>>>>>

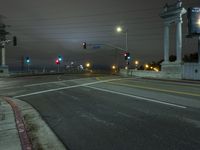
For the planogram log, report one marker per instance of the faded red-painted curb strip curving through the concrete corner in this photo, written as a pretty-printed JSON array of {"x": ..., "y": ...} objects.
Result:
[{"x": 25, "y": 142}]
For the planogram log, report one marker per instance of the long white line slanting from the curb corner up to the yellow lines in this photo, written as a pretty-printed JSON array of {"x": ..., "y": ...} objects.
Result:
[{"x": 64, "y": 88}]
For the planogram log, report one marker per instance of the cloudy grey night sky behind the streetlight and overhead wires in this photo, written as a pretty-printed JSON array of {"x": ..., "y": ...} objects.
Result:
[{"x": 48, "y": 28}]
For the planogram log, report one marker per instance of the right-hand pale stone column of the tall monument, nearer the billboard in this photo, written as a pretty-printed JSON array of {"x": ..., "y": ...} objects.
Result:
[{"x": 179, "y": 41}]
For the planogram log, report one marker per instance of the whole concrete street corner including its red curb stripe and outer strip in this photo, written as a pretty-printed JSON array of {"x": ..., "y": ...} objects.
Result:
[{"x": 22, "y": 128}]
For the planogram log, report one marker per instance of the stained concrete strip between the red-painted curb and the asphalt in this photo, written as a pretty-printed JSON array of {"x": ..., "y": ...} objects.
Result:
[{"x": 40, "y": 134}]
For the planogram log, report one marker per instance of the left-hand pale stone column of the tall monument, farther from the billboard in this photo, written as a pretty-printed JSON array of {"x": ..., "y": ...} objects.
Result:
[{"x": 166, "y": 43}]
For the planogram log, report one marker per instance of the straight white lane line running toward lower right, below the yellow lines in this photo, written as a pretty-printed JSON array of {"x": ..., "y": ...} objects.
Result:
[{"x": 137, "y": 97}]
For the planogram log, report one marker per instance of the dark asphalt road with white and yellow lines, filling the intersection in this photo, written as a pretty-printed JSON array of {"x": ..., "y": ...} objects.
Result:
[{"x": 114, "y": 113}]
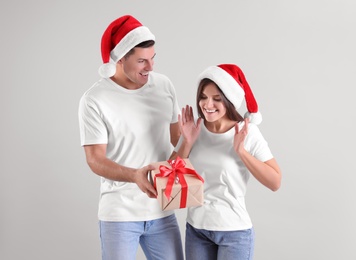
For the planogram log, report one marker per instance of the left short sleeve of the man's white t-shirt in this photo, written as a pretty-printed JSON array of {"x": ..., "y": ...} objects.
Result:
[{"x": 91, "y": 125}]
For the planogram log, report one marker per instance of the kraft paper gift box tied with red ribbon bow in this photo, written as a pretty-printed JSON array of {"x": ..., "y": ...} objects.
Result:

<<<<<

Task to carry out:
Among the lines of the material, find those holding the word "column" and return them.

Completed exercise:
For the planogram log, report one marker per instance of the right-hand pale stone column of the tall monument, nearer the billboard in this photo, written as a pretty-printed JSON array of {"x": ..., "y": ...} objects.
For the planogram log, report one marker per instance of the left-hand pale stone column of the tall monument, farther from the billboard in this photo, written as a pretty-printed JSON array of {"x": ..., "y": ...} objects.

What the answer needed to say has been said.